ENTRIES SUPPLIED:
++++++++

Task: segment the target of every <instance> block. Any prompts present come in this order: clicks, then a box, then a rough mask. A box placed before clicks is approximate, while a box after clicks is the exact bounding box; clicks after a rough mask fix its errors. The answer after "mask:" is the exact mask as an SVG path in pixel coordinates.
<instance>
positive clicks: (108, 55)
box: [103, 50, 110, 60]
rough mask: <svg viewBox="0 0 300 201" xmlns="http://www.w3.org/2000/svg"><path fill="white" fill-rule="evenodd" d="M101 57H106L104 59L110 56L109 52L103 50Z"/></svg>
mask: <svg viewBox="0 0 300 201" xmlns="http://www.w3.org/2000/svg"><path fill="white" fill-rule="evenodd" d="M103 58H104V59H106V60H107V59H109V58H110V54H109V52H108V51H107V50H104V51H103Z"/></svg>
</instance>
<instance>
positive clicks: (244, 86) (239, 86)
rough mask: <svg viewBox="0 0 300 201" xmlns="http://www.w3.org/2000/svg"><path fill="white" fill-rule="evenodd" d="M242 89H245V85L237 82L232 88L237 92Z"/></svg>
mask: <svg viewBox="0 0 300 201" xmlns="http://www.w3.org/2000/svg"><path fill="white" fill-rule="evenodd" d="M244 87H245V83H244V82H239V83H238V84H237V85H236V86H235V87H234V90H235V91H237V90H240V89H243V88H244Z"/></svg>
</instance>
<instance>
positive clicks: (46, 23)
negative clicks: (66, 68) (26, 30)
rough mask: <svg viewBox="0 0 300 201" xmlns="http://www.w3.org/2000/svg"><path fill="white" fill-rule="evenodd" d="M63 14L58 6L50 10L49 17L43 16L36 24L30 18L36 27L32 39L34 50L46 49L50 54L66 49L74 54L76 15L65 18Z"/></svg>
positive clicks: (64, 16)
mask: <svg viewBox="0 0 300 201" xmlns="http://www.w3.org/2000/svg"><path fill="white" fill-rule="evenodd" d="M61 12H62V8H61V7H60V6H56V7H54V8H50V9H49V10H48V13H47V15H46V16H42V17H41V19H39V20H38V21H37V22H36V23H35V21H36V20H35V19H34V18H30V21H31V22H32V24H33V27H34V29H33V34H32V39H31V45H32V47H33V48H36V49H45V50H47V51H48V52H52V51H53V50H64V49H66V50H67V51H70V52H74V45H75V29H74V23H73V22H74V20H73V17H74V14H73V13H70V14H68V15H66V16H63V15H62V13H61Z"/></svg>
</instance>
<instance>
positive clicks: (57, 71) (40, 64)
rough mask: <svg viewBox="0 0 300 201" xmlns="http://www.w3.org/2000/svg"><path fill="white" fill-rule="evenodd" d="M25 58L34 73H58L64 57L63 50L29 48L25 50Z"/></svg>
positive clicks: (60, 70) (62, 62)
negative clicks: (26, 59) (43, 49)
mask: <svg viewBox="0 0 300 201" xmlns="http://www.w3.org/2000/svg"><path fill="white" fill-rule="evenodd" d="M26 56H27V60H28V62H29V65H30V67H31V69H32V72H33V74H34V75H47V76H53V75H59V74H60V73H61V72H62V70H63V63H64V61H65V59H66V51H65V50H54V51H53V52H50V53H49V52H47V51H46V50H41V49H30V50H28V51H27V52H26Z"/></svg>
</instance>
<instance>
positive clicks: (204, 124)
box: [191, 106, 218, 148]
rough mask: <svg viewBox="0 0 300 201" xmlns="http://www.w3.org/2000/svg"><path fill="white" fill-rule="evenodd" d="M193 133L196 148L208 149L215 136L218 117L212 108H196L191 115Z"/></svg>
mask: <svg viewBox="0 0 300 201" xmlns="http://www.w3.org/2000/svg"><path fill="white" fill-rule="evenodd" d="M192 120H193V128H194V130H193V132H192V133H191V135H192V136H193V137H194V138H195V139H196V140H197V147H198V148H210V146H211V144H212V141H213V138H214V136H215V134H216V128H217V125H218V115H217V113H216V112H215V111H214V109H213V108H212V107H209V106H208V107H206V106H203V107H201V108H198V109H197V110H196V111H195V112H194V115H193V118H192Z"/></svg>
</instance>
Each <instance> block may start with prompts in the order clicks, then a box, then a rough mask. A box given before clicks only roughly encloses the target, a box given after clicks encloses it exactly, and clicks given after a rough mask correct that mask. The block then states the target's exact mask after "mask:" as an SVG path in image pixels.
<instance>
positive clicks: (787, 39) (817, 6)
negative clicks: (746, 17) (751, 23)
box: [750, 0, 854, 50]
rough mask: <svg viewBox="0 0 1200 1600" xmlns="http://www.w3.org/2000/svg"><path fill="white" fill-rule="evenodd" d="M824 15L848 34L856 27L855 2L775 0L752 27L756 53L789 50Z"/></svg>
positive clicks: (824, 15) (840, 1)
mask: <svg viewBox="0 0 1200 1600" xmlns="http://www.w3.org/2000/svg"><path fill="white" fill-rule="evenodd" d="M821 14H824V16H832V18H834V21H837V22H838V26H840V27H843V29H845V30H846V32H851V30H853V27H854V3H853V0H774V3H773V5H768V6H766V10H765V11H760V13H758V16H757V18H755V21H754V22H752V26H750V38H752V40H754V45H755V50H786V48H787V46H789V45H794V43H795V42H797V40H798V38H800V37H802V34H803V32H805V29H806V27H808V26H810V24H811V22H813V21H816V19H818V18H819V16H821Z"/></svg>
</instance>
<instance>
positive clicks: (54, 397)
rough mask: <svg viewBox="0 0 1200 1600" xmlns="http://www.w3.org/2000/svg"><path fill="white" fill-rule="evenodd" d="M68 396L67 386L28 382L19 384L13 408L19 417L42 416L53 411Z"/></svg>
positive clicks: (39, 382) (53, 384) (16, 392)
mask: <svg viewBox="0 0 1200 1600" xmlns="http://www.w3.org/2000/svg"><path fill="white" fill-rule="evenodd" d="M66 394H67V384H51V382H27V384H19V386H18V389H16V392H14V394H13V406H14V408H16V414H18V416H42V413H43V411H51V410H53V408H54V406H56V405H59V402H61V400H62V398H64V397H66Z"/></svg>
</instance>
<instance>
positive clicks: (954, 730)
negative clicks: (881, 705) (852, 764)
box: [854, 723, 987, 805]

++++++++

WHAT YOU WILL DO: Rewrite all of the records above with every "rough mask" changed to "coarse mask" and nothing else altered.

RESPONSE TO THIS TASK:
Task: segment the target of every <instance> block. Any prompts present come in this order: clicks, then a box, then a coarse mask. A box placed before clicks is approximate, while a box after clicks is the exact bounding box; clicks after a coarse mask fix its errors. The answer after "mask:" is the exact mask as an SVG path in pixel coordinates.
<instance>
positive clicks: (108, 55)
box: [103, 50, 110, 60]
coarse mask: <svg viewBox="0 0 300 201" xmlns="http://www.w3.org/2000/svg"><path fill="white" fill-rule="evenodd" d="M101 57H106L104 59L110 56L109 52L103 50Z"/></svg>
mask: <svg viewBox="0 0 300 201" xmlns="http://www.w3.org/2000/svg"><path fill="white" fill-rule="evenodd" d="M103 58H104V59H106V60H107V59H109V58H110V54H109V52H108V51H107V50H104V51H103Z"/></svg>
</instance>
<instance>
positive clicks: (244, 86) (239, 86)
coarse mask: <svg viewBox="0 0 300 201" xmlns="http://www.w3.org/2000/svg"><path fill="white" fill-rule="evenodd" d="M242 89H245V85L237 82L232 88L237 92Z"/></svg>
mask: <svg viewBox="0 0 300 201" xmlns="http://www.w3.org/2000/svg"><path fill="white" fill-rule="evenodd" d="M244 87H245V83H244V82H239V83H238V84H237V85H236V86H235V87H234V90H235V91H237V90H240V89H243V88H244Z"/></svg>
</instance>
<instance>
positive clicks: (46, 23)
negative clicks: (66, 68) (26, 30)
coarse mask: <svg viewBox="0 0 300 201" xmlns="http://www.w3.org/2000/svg"><path fill="white" fill-rule="evenodd" d="M63 14L58 6L50 10L49 17L43 16L36 24L30 18L36 27L32 39L34 50L46 49L50 54L66 49L74 54L76 15L65 18Z"/></svg>
positive clicks: (64, 16)
mask: <svg viewBox="0 0 300 201" xmlns="http://www.w3.org/2000/svg"><path fill="white" fill-rule="evenodd" d="M61 12H62V8H61V7H60V6H56V7H54V8H50V9H49V10H48V13H47V15H46V16H42V17H41V19H39V20H38V21H37V22H36V23H35V21H36V20H35V19H34V18H30V21H31V22H32V24H33V27H34V29H33V34H32V39H31V45H32V47H33V48H36V49H45V50H47V51H48V52H52V51H53V50H64V49H66V50H67V51H70V52H74V45H75V29H74V23H73V22H74V20H73V17H74V14H73V13H70V14H68V15H66V16H63V15H62V13H61Z"/></svg>
</instance>
<instance>
positive clicks: (57, 71) (40, 64)
coarse mask: <svg viewBox="0 0 300 201" xmlns="http://www.w3.org/2000/svg"><path fill="white" fill-rule="evenodd" d="M25 58L34 73H58L64 57L63 50L29 48L25 50Z"/></svg>
positive clicks: (60, 70) (62, 62)
negative clicks: (26, 59) (43, 49)
mask: <svg viewBox="0 0 300 201" xmlns="http://www.w3.org/2000/svg"><path fill="white" fill-rule="evenodd" d="M26 56H27V60H28V62H29V65H30V67H31V69H32V72H33V74H34V75H47V76H53V75H59V74H60V73H61V72H62V70H63V63H64V61H65V59H66V51H65V50H54V51H53V52H50V53H49V52H47V51H46V50H41V49H30V50H28V51H27V52H26Z"/></svg>
</instance>
<instance>
positive clicks: (204, 124)
box: [191, 106, 218, 148]
coarse mask: <svg viewBox="0 0 300 201" xmlns="http://www.w3.org/2000/svg"><path fill="white" fill-rule="evenodd" d="M193 133L196 148L208 149L215 136L218 117L212 108H196L191 115Z"/></svg>
mask: <svg viewBox="0 0 300 201" xmlns="http://www.w3.org/2000/svg"><path fill="white" fill-rule="evenodd" d="M192 120H193V128H194V130H193V132H192V133H191V135H192V136H193V137H194V138H195V139H196V140H197V147H198V148H210V146H211V144H212V141H213V138H214V136H215V134H216V128H217V125H218V115H217V113H216V112H215V111H214V109H213V108H212V107H209V106H208V107H206V106H203V107H201V108H198V109H197V110H196V111H195V112H194V115H193V118H192Z"/></svg>
</instance>
Each <instance> block may start with prompts in the order clicks, then a box, then a coarse mask. A box given before clicks only roughly encloses the target, a box given after clicks encloses it exactly, and clicks given after a coarse mask correct that mask. The block then states the target's exact mask after "mask:" as an SVG path in image pixels.
<instance>
positive clicks: (787, 39) (817, 6)
negative clicks: (746, 17) (751, 23)
box: [750, 0, 854, 50]
coarse mask: <svg viewBox="0 0 1200 1600" xmlns="http://www.w3.org/2000/svg"><path fill="white" fill-rule="evenodd" d="M824 15L848 34L856 27L855 2L775 0L752 27L756 53L789 50Z"/></svg>
positive clicks: (824, 15) (840, 1)
mask: <svg viewBox="0 0 1200 1600" xmlns="http://www.w3.org/2000/svg"><path fill="white" fill-rule="evenodd" d="M821 14H824V16H832V18H834V21H837V22H838V26H840V27H843V29H845V30H846V32H851V30H853V27H854V3H853V0H774V3H773V5H768V6H766V10H765V11H760V13H758V16H757V18H755V21H754V22H752V26H750V38H752V40H754V45H755V50H786V48H787V46H789V45H794V43H795V42H797V40H798V38H800V37H802V34H803V32H805V29H806V27H808V26H810V24H811V22H813V21H816V19H818V18H819V16H821Z"/></svg>
</instance>
<instance>
positive clicks: (54, 397)
coarse mask: <svg viewBox="0 0 1200 1600" xmlns="http://www.w3.org/2000/svg"><path fill="white" fill-rule="evenodd" d="M68 396L67 386L28 382L19 384L13 408L19 417L42 416L53 411Z"/></svg>
positive clicks: (39, 382) (53, 384) (16, 392)
mask: <svg viewBox="0 0 1200 1600" xmlns="http://www.w3.org/2000/svg"><path fill="white" fill-rule="evenodd" d="M66 394H67V384H51V382H27V384H19V386H18V389H16V392H14V394H13V406H14V408H16V414H18V416H42V413H43V411H51V410H53V408H54V406H56V405H59V402H61V400H62V398H64V397H66Z"/></svg>
</instance>
<instance>
positive clicks: (954, 730)
negative clicks: (881, 705) (852, 764)
box: [854, 723, 987, 805]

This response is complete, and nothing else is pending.